_Exercise tasks_
1: Reproduce the stretch of the Victoria Shakespears biography from "Drag performer and" through "from Basel, Switzerland.", substituting "makeup artist" for "make-up artist".
2: According to the Victoria Shakespears biography, in what year did Souza move with his mother to Basel, Switzerland?

Drag performer and make-up artist

Victoria Shakespears is the stage name of Vitor Hugo Souza, a Brazilian-Swiss drag queen, performer, television personality, recording artist, and make-up artist who competed on the first season of Drag Race Germany. Souza is from Basel, Switzerland.

== Early life ==
Vitor Hugo Souza was born on February 15, 1994, in Goiânia, Brazil.
He moved with his mother to Basel, Switzerland in 2006 at age 12.
As a child, Souza grew up with Britney Spears as his biggest inspiration, while the other kids he knew were fans of Ronaldo. He got to know drag culture thanks to Parisian drag queen Stella Rocha, when she hired him as a make-up artist for a fashion show in Lyon in 2019.

_Stored records_
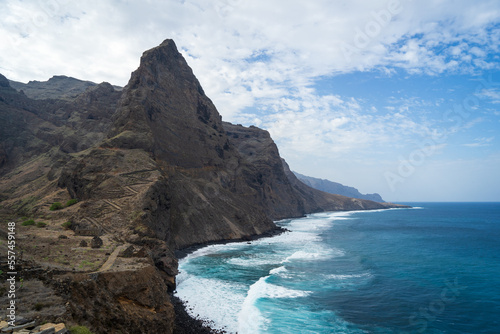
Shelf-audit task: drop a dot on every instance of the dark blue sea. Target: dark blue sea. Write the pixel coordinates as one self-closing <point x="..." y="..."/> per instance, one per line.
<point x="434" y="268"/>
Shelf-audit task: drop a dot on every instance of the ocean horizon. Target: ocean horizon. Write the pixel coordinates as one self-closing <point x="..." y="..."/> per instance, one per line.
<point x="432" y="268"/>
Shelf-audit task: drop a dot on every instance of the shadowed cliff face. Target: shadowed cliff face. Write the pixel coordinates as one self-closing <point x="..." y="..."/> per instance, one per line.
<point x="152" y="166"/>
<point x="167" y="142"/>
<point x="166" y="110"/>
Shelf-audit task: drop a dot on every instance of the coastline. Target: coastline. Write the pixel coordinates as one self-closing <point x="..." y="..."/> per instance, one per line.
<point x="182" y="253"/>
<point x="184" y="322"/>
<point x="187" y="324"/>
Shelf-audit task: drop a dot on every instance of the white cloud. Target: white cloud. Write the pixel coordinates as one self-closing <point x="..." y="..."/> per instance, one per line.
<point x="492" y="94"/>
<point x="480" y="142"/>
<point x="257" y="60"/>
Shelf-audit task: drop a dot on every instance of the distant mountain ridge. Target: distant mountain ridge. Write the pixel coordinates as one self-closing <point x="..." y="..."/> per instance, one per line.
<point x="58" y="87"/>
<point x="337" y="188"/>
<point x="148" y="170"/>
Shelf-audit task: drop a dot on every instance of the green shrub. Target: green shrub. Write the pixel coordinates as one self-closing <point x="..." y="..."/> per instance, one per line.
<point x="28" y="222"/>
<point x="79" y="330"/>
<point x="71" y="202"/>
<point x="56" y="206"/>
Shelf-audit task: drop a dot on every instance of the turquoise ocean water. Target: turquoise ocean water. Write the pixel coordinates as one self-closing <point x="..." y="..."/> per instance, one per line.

...

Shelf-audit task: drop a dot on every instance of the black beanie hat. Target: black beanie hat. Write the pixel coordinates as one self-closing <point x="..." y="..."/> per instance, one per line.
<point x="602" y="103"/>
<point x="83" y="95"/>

_Per-task answers_
1:
Drag performer and makeup artist

Victoria Shakespears is the stage name of Vitor Hugo Souza, a Brazilian-Swiss drag queen, performer, television personality, recording artist, and makeup artist who competed on the first season of Drag Race Germany. Souza is from Basel, Switzerland.

2: 2006